■ Stated exercise:
Transcribe the rows below verbatim, leaving out the pictures.

..........

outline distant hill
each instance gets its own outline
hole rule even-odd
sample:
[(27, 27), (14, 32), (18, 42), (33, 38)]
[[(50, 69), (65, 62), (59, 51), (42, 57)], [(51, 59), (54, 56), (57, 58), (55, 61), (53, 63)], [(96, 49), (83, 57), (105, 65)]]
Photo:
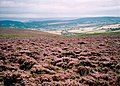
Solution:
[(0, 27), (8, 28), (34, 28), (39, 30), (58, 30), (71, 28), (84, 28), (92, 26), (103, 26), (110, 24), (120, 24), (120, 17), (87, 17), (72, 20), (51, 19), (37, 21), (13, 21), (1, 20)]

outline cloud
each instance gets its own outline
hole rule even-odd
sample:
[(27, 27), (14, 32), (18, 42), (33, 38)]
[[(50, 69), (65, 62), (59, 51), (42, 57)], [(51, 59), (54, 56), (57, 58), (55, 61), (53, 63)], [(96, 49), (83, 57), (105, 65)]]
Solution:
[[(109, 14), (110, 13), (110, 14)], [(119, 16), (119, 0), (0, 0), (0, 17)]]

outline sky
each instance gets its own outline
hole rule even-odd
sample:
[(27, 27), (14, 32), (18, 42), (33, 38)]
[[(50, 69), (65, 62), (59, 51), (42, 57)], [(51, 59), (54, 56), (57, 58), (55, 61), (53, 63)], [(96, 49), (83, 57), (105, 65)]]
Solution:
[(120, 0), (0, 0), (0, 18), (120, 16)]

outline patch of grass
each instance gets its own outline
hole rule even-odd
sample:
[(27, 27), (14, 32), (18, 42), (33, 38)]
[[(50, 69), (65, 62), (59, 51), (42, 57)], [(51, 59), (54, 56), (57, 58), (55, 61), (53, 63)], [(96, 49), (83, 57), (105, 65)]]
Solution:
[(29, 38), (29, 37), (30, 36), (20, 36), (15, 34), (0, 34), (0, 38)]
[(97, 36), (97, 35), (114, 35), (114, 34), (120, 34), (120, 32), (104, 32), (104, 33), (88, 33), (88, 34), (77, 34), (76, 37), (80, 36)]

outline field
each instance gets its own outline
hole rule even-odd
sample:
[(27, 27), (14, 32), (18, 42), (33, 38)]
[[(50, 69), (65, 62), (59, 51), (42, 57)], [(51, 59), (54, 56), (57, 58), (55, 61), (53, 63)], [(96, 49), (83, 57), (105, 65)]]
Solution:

..........

■ Written answer:
outline distant hill
each instance gets its own outline
hole rule even-odd
sample:
[(27, 27), (14, 32), (18, 42), (33, 38)]
[[(50, 69), (65, 62), (59, 51), (42, 57)], [(51, 59), (54, 56), (57, 58), (55, 61), (53, 63)], [(96, 49), (83, 57), (105, 65)]]
Photo:
Solution:
[(0, 27), (8, 28), (34, 28), (39, 30), (58, 30), (71, 28), (84, 28), (92, 26), (103, 26), (110, 24), (120, 24), (120, 17), (87, 17), (72, 20), (51, 19), (37, 21), (13, 21), (1, 20)]

outline cloud
each instance gets its own outline
hole rule even-odd
sample:
[(27, 27), (14, 32), (18, 42), (33, 38)]
[[(50, 69), (65, 62), (59, 51), (42, 57)], [(51, 59), (54, 56), (57, 58), (55, 61), (53, 63)], [(96, 49), (83, 57), (105, 65)]]
Solution:
[[(109, 14), (110, 13), (110, 14)], [(119, 16), (119, 0), (0, 0), (0, 17)]]

outline sky
each instance gets its own outline
hole rule even-odd
sample:
[(27, 27), (14, 32), (18, 42), (33, 38)]
[[(50, 69), (65, 62), (59, 51), (42, 57)], [(51, 59), (54, 56), (57, 58), (55, 61), (53, 63)], [(96, 49), (83, 57), (105, 65)]]
Solution:
[(120, 0), (0, 0), (0, 18), (120, 16)]

outline patch of grass
each instance gets its own outline
hole rule even-odd
sample:
[(27, 27), (14, 32), (18, 42), (33, 38)]
[[(50, 69), (65, 62), (59, 51), (42, 57)], [(51, 59), (54, 56), (57, 58), (55, 61), (53, 63)], [(96, 49), (83, 57), (105, 65)]]
Solution:
[(29, 38), (29, 37), (30, 36), (20, 36), (15, 34), (0, 34), (0, 38)]
[(97, 36), (97, 35), (114, 35), (114, 34), (120, 34), (120, 32), (104, 32), (104, 33), (88, 33), (88, 34), (77, 34), (76, 37), (80, 36)]

outline field
each instance gets its own outline
hole rule even-odd
sample:
[(27, 27), (14, 32), (18, 42), (33, 38)]
[[(50, 69), (65, 62), (59, 51), (42, 57)], [(51, 59), (54, 56), (57, 58), (55, 61), (53, 63)], [(96, 49), (83, 57), (105, 65)]]
Solution:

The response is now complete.